==== RECORDS FOR THE EXERCISE
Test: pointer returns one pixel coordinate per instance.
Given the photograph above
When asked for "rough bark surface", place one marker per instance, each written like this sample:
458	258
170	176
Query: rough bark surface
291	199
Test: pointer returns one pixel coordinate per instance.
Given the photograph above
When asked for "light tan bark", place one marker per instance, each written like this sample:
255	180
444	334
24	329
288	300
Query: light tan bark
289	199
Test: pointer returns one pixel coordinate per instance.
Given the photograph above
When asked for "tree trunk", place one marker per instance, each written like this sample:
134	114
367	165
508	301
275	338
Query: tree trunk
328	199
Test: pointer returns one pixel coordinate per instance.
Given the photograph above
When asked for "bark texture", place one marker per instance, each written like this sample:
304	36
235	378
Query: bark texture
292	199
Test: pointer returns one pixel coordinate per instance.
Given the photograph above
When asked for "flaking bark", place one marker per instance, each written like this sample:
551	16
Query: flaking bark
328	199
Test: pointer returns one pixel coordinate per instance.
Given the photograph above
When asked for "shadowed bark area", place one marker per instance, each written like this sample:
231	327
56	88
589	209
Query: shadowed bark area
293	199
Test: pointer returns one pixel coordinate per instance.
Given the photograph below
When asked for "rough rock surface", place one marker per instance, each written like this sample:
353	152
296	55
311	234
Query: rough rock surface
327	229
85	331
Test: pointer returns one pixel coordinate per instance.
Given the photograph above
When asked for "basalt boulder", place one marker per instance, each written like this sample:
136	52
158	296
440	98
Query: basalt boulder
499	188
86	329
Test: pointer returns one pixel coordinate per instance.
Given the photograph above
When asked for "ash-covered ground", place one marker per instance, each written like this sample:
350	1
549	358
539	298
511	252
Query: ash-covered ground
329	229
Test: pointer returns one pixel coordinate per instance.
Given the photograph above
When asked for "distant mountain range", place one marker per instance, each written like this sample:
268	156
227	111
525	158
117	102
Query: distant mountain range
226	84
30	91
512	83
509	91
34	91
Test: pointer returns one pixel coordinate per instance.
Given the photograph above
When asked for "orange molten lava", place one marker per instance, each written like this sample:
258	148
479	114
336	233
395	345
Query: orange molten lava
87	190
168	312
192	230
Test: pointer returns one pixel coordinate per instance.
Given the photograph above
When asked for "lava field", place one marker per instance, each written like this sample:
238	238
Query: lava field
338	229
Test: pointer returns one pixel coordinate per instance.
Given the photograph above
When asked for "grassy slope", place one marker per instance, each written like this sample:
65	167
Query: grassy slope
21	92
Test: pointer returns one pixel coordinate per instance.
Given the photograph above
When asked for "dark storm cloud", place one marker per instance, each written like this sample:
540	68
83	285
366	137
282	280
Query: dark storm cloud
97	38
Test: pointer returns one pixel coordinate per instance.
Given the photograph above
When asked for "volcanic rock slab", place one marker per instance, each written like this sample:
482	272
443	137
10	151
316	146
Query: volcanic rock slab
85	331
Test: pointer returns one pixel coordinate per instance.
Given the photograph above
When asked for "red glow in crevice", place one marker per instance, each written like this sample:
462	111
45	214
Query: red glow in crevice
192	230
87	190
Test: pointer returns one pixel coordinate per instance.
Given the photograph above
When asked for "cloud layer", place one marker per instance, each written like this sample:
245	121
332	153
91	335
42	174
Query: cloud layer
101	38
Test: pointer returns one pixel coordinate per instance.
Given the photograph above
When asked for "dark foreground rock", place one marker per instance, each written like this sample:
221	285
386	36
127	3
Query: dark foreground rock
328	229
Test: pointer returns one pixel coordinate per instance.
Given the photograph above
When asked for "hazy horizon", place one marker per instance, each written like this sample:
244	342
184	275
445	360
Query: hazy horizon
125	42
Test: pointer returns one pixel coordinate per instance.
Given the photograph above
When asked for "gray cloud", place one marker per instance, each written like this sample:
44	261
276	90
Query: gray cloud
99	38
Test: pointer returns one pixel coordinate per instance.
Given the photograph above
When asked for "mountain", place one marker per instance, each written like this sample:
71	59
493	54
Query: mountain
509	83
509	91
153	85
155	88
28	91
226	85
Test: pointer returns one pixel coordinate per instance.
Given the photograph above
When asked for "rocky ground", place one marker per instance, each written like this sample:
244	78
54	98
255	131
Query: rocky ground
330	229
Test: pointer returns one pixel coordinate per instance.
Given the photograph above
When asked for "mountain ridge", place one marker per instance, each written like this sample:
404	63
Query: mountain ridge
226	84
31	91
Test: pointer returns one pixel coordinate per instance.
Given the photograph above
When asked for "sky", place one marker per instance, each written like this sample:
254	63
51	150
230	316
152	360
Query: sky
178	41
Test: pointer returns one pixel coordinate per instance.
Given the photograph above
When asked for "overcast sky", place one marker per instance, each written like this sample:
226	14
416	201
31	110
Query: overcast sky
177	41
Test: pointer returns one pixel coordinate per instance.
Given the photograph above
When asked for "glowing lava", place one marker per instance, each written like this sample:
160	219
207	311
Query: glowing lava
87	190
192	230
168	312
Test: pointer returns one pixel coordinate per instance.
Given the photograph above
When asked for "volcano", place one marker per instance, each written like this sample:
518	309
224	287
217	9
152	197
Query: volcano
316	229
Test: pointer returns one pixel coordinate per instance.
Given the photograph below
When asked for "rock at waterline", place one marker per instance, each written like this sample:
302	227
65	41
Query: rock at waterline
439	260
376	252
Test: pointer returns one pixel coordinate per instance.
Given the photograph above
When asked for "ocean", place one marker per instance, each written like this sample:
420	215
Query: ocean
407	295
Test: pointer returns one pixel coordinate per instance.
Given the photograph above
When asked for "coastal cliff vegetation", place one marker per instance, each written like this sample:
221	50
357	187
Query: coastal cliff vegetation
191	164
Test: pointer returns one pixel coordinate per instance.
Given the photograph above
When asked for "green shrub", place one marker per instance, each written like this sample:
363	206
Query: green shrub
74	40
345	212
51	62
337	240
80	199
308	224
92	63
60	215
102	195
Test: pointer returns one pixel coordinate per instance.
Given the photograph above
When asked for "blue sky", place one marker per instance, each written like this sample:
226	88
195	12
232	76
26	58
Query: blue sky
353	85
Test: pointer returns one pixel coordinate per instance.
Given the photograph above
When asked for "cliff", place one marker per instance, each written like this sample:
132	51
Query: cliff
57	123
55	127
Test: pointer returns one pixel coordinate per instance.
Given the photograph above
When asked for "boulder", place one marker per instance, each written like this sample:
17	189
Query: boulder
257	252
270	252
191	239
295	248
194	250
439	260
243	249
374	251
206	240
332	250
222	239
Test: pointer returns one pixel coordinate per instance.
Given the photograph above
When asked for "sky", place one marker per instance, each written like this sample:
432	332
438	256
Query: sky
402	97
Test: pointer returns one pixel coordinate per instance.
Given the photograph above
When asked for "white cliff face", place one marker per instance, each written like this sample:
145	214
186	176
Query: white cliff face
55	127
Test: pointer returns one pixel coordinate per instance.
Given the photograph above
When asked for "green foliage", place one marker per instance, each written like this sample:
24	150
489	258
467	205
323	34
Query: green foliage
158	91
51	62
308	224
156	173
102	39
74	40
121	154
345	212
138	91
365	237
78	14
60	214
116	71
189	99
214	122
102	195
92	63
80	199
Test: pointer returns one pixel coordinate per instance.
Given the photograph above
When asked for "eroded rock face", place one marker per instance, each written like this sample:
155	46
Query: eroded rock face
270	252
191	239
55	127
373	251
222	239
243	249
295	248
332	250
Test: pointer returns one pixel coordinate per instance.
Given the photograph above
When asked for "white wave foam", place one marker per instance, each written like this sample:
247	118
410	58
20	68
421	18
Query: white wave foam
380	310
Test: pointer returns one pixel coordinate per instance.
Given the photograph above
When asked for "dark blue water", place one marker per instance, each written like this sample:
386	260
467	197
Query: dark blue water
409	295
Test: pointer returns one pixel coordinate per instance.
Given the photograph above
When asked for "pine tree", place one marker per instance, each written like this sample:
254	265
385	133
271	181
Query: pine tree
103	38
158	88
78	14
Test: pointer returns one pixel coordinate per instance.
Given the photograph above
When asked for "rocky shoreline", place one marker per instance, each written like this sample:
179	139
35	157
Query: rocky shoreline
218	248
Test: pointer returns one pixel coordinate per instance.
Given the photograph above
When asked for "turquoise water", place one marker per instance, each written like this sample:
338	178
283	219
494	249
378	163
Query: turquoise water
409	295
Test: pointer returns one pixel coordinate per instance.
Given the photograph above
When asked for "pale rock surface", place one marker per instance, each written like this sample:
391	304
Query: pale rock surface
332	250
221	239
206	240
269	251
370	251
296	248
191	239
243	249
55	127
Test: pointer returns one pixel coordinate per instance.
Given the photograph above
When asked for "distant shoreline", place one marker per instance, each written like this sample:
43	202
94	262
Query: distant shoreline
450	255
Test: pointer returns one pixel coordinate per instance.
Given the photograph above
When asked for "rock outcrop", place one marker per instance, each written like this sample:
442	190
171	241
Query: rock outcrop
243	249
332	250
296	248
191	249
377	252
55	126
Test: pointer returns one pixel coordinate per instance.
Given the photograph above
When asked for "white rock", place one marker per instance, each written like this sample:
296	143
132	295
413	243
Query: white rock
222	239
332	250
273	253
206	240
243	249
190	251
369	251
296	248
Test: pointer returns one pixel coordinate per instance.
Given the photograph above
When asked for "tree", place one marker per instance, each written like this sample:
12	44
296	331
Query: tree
========
# WRITTEN REQUEST
Count the lines in the records above that contain the word "foam". Give only the number.

# FULL ANSWER
2